═════ Data to process ═════

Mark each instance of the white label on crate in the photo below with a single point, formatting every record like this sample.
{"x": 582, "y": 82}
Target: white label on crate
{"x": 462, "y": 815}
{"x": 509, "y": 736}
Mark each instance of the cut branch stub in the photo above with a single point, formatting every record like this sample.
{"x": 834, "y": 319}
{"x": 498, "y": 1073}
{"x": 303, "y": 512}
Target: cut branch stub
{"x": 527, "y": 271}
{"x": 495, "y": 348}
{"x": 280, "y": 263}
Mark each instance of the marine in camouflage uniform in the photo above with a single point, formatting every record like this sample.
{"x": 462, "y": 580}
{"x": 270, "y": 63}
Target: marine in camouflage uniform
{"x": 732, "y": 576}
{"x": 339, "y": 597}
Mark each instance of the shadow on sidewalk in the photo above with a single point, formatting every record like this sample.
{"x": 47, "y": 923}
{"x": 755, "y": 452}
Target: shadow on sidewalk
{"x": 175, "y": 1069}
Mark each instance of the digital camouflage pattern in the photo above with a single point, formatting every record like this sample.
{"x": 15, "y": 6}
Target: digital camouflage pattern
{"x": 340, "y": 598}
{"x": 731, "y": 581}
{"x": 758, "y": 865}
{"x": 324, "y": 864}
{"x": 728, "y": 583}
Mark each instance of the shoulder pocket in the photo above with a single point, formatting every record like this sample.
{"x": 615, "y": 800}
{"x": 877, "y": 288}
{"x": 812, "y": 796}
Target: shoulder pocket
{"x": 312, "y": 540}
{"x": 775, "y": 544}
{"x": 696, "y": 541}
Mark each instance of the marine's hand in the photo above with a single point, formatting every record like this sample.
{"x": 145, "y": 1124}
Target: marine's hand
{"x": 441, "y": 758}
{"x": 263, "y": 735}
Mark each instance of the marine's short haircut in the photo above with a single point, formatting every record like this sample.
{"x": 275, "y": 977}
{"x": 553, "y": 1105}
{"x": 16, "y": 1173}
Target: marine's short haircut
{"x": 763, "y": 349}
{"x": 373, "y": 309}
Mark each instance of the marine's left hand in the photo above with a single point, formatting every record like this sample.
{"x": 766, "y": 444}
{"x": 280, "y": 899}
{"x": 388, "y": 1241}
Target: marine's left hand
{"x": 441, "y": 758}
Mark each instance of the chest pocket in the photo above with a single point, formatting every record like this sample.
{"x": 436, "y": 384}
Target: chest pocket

═════

## Problem description
Repeat each record exactly, leaving nothing out.

## Response
Mark each instance of the white label on crate in the photo below with a single point, formatting every record like this sample.
{"x": 582, "y": 82}
Target: white label on crate
{"x": 462, "y": 815}
{"x": 509, "y": 736}
Mark each instance of the cut branch stub in the photo above with a single point, formatting every record like this sample.
{"x": 834, "y": 319}
{"x": 498, "y": 1073}
{"x": 303, "y": 512}
Target: cut branch stub
{"x": 527, "y": 271}
{"x": 495, "y": 348}
{"x": 280, "y": 263}
Mark each instance of the marine in camouflage uniform in the photo above with a single point, formatting every record like this sample.
{"x": 462, "y": 580}
{"x": 270, "y": 63}
Target: marine in camouflage uniform
{"x": 732, "y": 576}
{"x": 339, "y": 597}
Mark each instance of the shadow on sidewalk in the photo above with a single point, formatting every record like this sample.
{"x": 47, "y": 923}
{"x": 755, "y": 452}
Target: shadow on sidewalk
{"x": 175, "y": 1069}
Mark each instance of the digital camouflage pattern in the photo above with a single point, formatting every record like this sample.
{"x": 15, "y": 6}
Target: digital camouflage pattern
{"x": 340, "y": 598}
{"x": 731, "y": 581}
{"x": 758, "y": 865}
{"x": 324, "y": 864}
{"x": 728, "y": 583}
Mark each instance of the shoulder pocket in the photo above with a single point, formatting every record like this sample.
{"x": 615, "y": 800}
{"x": 877, "y": 288}
{"x": 812, "y": 796}
Target: shoulder pocket
{"x": 312, "y": 540}
{"x": 775, "y": 544}
{"x": 696, "y": 541}
Mark each instance of the marine's hand in the photo above with a single point, formatting every record like this sample.
{"x": 145, "y": 1124}
Target: marine's hand
{"x": 441, "y": 758}
{"x": 263, "y": 735}
Mark each instance of the marine's short haircut in the photo above with a single point, formatting every record like this sample.
{"x": 275, "y": 977}
{"x": 553, "y": 1105}
{"x": 16, "y": 1173}
Target: marine's short haircut
{"x": 763, "y": 349}
{"x": 373, "y": 309}
Mark each instance of the marine's left hand in the photo above with a single point, formatting every record like this sample.
{"x": 766, "y": 444}
{"x": 280, "y": 899}
{"x": 388, "y": 1241}
Target: marine's left hand
{"x": 441, "y": 758}
Mark each instance of the chest pocket in the photo above with a single point, formatting every record like this sample.
{"x": 436, "y": 384}
Target: chest pocket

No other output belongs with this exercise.